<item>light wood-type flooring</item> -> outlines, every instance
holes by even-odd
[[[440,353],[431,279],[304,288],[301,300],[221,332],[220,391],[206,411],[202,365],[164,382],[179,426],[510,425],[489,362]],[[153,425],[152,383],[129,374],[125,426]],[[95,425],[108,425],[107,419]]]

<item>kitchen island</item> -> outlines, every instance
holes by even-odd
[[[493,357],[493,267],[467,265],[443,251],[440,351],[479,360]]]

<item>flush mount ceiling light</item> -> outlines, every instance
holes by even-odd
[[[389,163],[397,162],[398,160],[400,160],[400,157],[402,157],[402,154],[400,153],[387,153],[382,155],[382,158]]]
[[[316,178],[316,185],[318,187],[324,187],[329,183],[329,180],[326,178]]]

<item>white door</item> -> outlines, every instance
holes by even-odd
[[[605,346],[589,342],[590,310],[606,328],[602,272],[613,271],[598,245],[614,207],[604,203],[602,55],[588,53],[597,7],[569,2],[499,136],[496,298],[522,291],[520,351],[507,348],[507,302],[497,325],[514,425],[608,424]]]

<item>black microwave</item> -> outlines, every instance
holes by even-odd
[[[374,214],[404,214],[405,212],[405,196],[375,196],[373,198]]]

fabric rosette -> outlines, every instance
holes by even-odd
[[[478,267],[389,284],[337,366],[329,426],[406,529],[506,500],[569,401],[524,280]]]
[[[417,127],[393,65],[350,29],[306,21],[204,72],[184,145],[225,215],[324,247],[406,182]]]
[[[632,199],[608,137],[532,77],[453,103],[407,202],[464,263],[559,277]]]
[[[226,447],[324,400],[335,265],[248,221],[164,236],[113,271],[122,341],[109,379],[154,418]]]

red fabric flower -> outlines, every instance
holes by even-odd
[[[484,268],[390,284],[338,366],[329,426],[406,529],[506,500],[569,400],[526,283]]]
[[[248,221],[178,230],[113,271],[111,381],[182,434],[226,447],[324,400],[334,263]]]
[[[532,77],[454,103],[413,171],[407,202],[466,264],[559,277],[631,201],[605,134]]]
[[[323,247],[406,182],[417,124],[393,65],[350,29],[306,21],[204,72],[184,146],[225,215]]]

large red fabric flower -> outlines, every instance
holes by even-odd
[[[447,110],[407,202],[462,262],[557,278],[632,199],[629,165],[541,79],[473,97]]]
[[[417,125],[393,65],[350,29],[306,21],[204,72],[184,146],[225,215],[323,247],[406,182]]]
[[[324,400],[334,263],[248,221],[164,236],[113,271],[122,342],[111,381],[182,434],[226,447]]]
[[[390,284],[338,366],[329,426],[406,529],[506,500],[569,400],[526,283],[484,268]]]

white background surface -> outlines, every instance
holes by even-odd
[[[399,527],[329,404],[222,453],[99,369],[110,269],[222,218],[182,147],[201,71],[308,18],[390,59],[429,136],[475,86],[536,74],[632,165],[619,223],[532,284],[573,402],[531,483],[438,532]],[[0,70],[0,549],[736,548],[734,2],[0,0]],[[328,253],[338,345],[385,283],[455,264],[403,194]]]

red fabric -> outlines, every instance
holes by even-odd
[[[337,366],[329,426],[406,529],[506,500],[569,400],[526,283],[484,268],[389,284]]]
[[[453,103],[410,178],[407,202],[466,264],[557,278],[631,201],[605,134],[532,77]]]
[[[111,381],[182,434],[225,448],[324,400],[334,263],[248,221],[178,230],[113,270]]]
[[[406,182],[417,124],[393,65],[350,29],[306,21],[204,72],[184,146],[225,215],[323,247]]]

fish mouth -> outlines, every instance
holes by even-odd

Task objective: Lines with the word "white" in them are the answer; report each one from the data.

Reply to the task:
<item>white door</item> -> outlines, every instance
white background surface -> outlines, every instance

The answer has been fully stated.